>>

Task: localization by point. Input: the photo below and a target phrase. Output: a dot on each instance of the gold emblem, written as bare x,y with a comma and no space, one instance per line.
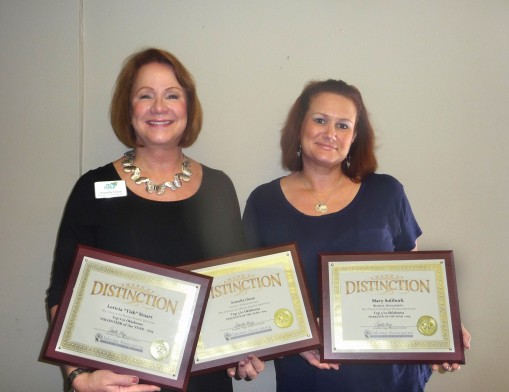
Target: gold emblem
160,349
283,318
427,325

<<

• THE PROBLEM: Pictures aside, the material must be written out word for word.

• WRITTEN SOLUTION:
Task: localization by point. Input: the photo below and a target phrase. Output: a dot on each instance of the gold emblem, written as bare x,y with a comma and no space, one instance per line.
Target: gold emblem
160,349
283,318
427,325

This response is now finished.